:: QUOTED TEXT ::
* begin *

Mahmoud Bahaziq, another Lashkar leader to be declared a terrorist, is a Saudi citizen of Indian origin. He is considered the main financier of the LeT and its activities in the 1980s and 1990s and coordinated LeT's fundraising activities with Saudi non-governmental organisations and Saudi businessmen. He is allegedly the brain behind recruiting Indian expatriate Muslims in Arab countries, particularly in Saudi Arabia, and sending them to Pakistan for training and subsequently launching them into terrorist activities in India.

Haji Mohammad Ashraf has assisted the expansion of the LeT in Saudi Arabia and Iraq and coordinating the terror activities there. Ashraf was born on March 1, 1965, and holds Pakistani passport.

Producing evidence to prove the culpability of Pakistan-based terrorist groups and their handlers in the military establishment is not an issue. There is enough now on Mumbai attacks. There was enough evidence of the involvement of Pak military establishment and Lashkar elements in the attack on Indian mission in Kabul in which two senior diplomats were killed besides several others.

The problem is that Pakistani military leadership views the Jehadi groups as their first line of offence and defence and the most effective weapon to bleed India, while maintaining its deniability. The 1999 Kargil war, designed and executed by the former Army chief and President Musharraf, clearly established this strategy. The Northern Areas Scouts, a wing of the Pakistani army, were sent as part of the jehadi groups. President Zardari himself is a victim of the jehadi outfits that the Pakistani army and ISI gave birth and nourished to an uncontrollable giant.

Enjoying "tea" at a Pakistani restaurant in Brussels, Belgium, this journalist, Tejinder Singh was told by Cheema Saheb, Head Chef citing something he heard on a TV talk-show: "Every nation has an army while Pakistani army has a nation."

The day the political leadership tames the army, that day augurs well for Pakistani people and their status in the international community. Until that happens, the world community will have to do the dirty work of corking up these "middle age" mammals.

* end *

:: REQUIRED TASKS ::
- a) In the text about Lashkar leaders, what is Haji Mohammad Ashraf's date of birth?
- b) In the outline records, shift the coordinates by adding 25 to each one. Rewrite every row, requests included, starting with the row that contains "Return the mask of every instance of the **gabled" and going on through the row that contains "38 51 L 33 55", and return only those rows.

:: Outline records ::
* begin *

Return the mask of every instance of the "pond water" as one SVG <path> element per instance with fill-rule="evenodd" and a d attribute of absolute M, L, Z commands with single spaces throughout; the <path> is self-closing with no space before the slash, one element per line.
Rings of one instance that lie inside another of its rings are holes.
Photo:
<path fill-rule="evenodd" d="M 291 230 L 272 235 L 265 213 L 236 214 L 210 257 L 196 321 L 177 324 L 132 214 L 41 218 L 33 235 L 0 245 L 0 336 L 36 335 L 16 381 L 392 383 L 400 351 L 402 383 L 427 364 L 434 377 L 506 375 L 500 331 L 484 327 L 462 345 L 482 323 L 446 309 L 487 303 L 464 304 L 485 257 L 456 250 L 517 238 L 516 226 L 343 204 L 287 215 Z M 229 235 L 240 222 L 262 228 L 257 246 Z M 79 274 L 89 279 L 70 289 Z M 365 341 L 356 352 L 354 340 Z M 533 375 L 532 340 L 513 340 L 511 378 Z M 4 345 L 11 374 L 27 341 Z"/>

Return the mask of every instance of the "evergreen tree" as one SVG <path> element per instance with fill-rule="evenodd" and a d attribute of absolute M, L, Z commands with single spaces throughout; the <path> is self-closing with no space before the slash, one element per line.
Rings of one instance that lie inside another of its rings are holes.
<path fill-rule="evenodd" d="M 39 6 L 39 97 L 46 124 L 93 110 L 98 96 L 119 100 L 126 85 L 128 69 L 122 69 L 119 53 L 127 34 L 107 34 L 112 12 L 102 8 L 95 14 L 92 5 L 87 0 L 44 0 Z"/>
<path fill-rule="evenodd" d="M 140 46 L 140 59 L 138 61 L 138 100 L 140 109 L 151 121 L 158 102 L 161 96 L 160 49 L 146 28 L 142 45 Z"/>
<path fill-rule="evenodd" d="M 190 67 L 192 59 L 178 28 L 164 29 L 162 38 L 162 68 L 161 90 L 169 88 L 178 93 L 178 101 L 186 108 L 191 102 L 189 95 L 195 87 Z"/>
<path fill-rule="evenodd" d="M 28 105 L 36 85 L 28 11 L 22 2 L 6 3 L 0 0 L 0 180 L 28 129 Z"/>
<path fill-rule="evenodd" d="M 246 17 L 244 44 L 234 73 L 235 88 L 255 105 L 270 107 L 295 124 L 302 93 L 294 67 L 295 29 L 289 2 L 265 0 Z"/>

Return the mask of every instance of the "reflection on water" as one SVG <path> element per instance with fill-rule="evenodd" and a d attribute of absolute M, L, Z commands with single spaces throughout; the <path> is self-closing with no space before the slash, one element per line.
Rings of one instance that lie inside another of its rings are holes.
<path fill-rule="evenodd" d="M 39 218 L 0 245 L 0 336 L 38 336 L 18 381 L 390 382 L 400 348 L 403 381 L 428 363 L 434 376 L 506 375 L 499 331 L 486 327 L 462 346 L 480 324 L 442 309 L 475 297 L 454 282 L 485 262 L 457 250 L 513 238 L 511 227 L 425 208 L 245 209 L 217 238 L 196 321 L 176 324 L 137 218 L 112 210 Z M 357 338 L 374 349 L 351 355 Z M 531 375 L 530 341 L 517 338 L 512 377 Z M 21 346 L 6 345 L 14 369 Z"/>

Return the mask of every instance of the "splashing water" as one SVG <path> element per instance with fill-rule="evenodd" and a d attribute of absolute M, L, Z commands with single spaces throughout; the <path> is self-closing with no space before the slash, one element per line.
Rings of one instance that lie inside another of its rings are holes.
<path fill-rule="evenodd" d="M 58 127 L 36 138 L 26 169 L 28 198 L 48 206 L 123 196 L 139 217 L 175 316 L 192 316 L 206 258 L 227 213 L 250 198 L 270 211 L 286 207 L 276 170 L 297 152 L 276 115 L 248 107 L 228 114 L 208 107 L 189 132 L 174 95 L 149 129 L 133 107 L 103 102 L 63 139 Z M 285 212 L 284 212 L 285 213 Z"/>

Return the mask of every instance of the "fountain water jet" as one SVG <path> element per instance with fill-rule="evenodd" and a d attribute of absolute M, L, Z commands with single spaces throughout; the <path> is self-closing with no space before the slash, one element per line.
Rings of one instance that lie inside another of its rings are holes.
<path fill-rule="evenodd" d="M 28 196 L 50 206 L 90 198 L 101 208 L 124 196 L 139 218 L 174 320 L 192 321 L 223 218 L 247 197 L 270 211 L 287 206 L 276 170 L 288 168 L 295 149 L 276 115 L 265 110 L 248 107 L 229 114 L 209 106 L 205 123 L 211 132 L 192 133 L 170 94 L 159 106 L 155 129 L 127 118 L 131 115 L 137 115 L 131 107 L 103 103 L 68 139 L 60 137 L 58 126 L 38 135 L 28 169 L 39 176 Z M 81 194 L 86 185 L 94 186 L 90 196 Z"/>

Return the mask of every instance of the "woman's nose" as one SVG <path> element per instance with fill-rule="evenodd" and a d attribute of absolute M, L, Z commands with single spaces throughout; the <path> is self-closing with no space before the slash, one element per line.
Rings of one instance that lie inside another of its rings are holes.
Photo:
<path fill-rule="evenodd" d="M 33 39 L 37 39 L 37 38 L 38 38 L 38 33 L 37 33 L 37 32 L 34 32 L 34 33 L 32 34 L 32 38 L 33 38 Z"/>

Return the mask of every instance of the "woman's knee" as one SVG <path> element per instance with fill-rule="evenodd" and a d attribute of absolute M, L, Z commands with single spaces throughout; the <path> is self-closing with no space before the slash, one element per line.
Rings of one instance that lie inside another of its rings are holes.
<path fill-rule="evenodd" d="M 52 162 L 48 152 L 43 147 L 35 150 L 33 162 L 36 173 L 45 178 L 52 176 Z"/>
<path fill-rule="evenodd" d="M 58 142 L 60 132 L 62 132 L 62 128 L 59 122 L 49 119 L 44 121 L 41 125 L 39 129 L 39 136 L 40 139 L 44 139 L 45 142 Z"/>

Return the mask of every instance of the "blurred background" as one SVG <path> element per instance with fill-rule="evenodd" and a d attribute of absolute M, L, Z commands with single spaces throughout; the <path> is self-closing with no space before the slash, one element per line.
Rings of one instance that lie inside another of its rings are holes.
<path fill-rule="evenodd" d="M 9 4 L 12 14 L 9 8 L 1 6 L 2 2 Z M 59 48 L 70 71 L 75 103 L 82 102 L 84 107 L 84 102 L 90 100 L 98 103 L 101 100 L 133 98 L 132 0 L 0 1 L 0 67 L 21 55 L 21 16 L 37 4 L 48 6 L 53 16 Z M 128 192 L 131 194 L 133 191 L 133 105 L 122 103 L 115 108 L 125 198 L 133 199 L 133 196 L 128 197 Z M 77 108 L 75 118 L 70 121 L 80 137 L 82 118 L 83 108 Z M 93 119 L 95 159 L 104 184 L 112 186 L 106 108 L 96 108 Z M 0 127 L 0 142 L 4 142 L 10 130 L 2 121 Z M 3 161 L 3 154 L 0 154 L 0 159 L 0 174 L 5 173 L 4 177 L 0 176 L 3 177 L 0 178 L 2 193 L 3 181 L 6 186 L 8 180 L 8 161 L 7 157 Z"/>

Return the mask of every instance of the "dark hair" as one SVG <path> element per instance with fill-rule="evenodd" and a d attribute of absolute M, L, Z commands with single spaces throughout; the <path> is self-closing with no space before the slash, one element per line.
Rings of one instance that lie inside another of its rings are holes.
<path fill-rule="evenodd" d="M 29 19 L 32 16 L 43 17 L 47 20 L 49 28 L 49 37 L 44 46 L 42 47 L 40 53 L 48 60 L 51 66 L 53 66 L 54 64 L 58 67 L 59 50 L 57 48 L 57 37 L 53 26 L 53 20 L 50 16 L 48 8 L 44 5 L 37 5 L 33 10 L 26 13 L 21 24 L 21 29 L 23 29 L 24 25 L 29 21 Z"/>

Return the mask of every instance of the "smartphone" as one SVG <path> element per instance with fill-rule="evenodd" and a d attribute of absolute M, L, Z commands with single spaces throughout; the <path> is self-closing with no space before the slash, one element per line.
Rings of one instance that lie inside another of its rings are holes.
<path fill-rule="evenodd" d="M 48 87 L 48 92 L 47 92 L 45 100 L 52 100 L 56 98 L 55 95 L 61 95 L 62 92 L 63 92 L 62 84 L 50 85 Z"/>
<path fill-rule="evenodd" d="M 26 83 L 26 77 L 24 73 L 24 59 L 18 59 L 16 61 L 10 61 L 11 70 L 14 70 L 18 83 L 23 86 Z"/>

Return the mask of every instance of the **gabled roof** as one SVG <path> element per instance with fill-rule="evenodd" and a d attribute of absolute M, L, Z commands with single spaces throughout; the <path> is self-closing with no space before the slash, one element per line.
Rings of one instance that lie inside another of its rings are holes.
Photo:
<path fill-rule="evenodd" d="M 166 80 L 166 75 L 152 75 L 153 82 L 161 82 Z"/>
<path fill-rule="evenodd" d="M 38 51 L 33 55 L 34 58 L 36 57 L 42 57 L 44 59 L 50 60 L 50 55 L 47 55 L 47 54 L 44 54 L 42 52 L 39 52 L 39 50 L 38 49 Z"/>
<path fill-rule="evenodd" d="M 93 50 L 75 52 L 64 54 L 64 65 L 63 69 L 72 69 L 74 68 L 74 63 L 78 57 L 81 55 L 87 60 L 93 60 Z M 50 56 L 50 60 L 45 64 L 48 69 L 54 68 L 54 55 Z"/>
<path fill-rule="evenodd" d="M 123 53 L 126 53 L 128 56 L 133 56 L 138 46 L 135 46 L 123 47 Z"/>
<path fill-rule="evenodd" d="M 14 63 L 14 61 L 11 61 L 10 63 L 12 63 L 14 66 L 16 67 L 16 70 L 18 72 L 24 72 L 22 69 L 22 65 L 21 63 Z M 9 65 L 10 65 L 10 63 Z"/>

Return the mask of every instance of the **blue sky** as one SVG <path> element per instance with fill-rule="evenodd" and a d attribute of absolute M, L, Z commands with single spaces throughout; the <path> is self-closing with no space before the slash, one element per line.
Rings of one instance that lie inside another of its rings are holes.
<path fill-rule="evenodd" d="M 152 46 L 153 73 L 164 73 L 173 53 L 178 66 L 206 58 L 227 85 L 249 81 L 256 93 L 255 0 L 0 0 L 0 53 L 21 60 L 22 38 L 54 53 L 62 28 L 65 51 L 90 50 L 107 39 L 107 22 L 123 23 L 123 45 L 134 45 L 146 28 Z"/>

* end *

:: RESULTS OF THE EXERCISE ::
- a) March 1, 1965

- b)
Return the mask of every instance of the **gabled roof** as one SVG <path> element per instance with fill-rule="evenodd" and a d attribute of absolute M, L, Z commands with single spaces throughout; the <path> is self-closing with no space before the slash, one element per line.
Rings of one instance that lie inside another of its rings are holes.
Photo:
<path fill-rule="evenodd" d="M 191 105 L 191 100 L 177 100 L 178 107 L 186 107 Z"/>
<path fill-rule="evenodd" d="M 63 76 L 58 80 L 59 83 L 61 82 L 67 82 L 69 84 L 75 85 L 75 80 L 72 80 L 72 79 L 69 79 L 67 77 L 64 77 L 64 75 L 63 74 Z"/>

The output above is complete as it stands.